◆ **WHAT THIS TASK INVOLVES**: Switch "marker" to "pin" wherever it occurs in the listing below, and write out the lines again with nothing else altered.

◆ **RECORDS FOR THIS EXERCISE**:
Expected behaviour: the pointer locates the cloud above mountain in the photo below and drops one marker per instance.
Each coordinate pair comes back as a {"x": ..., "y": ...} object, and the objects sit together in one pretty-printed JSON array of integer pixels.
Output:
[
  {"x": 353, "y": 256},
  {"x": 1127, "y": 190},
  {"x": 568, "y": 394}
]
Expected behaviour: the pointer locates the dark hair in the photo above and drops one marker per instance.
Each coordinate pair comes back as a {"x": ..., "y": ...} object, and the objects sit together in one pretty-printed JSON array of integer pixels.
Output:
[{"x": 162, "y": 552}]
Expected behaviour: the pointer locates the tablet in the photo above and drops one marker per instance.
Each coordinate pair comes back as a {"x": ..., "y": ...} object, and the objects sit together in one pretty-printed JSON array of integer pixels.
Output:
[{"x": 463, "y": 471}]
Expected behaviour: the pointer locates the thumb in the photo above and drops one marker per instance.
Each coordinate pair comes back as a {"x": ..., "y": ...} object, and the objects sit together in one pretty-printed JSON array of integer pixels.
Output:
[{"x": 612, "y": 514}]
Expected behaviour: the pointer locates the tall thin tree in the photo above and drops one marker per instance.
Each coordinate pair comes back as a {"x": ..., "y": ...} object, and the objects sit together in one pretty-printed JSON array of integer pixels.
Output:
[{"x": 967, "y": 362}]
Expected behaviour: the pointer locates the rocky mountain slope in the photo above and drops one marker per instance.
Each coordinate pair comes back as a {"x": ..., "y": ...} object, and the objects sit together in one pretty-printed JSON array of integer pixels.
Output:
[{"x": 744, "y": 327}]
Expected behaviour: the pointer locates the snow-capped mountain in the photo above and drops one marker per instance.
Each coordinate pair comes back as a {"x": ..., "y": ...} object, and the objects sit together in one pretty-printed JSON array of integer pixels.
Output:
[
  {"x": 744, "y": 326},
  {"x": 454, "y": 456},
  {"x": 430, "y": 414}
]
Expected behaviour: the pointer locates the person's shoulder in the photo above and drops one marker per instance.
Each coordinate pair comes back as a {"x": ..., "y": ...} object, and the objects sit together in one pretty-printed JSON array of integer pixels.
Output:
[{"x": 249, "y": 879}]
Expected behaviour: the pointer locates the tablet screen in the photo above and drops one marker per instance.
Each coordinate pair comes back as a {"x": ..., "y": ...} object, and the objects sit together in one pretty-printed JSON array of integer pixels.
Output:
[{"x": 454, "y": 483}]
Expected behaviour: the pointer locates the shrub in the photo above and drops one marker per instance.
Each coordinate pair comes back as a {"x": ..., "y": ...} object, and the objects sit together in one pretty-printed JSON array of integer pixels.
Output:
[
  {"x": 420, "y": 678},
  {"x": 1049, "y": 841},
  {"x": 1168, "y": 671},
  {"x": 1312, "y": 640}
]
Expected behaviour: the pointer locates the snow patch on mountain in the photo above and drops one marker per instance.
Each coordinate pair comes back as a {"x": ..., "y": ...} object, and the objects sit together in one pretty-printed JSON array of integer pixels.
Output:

◆ **RESPONSE**:
Expected behaviour: the pointer locates the cloud above mountain in the photo below and drops one pin per instance.
Each coordinate pair comes back as a {"x": ..., "y": ...} object, and the objects sit together in one pretty-printed JSON array of integer pixels.
Output:
[
  {"x": 353, "y": 256},
  {"x": 1127, "y": 190},
  {"x": 568, "y": 394}
]
Expected behaviour: the pointer locates the dark hair in the photo above and drops one pin per instance.
Each coordinate pair comes back as a {"x": ..., "y": ...} object, and the objects sit together in one pretty-printed JSON array of integer pixels.
Output:
[{"x": 162, "y": 552}]
Expected behaviour: the pointer locates the tablet in the photo above and drops one pin per instance.
Each coordinate pair comes back as a {"x": ..., "y": ...} object, and the objects sit together in one pretty-printed JSON array of integer pixels.
Output:
[{"x": 463, "y": 471}]
Expected behaviour: the pointer locates the thumb in the photo above and drops one pin per instance.
Each coordinate pair comes back as a {"x": ..., "y": ...} object, and the objects sit together in one pretty-printed JSON array of integer pixels.
Output:
[{"x": 612, "y": 514}]
Expected behaviour: the pointer locates the tall thin tree in the photo above and drops one pin per instance.
Each coordinate pair comes back as a {"x": ..., "y": ...} object, and the objects sit together in one pretty-printed JSON array of integer pixels.
Output:
[{"x": 967, "y": 362}]
Expected behaviour: the pointer locates the rocky mountain slope in the photo above and drops one pin per instance.
Each coordinate pair comes back as a {"x": ..., "y": ...} object, and the objects sit together in one pretty-printed JSON array of integer pixels.
Output:
[{"x": 744, "y": 327}]
Expected behaviour: the pointer locates the snow-capped mountain in the photo above and drops one pin per instance.
Each coordinate pair comes back as a {"x": ..., "y": ...} object, and the objects sit together in one pretty-printed JSON array of integer pixels.
Output:
[
  {"x": 744, "y": 326},
  {"x": 454, "y": 456},
  {"x": 430, "y": 414}
]
Expected behaviour: the pointer locates the person's shoulder in the photo above and drops one pin per instance.
Each coordinate pair comes back as a {"x": ..., "y": ...} object, and the objects sit together in one pretty-printed JSON array of integer pixels.
Output:
[{"x": 249, "y": 879}]
Expected behaviour: the pointer locates the tablet screen in the photo above and drops one pin per instance.
Each coordinate pair comes back as a {"x": ..., "y": ...} object, and the objects sit together in one pretty-printed JSON array of integer pixels.
Output:
[{"x": 454, "y": 483}]
Expected behaviour: the pointer locates the shrub in the photo above and drops one pin per instance.
Each coordinate pair comes back as a {"x": ..., "y": ...} object, and the objects sit together in one pretty-printed JSON array of integer pixels.
Output:
[
  {"x": 420, "y": 678},
  {"x": 1049, "y": 841},
  {"x": 1168, "y": 671},
  {"x": 1312, "y": 640}
]
Expected behaviour: the pointer locates the snow patch on mountain in the photo above and drops one pin per instance.
Each coordinate pair comes back as a {"x": ..., "y": ...} object, and the objects sit together in one pretty-printed JSON array of integer pixels.
Output:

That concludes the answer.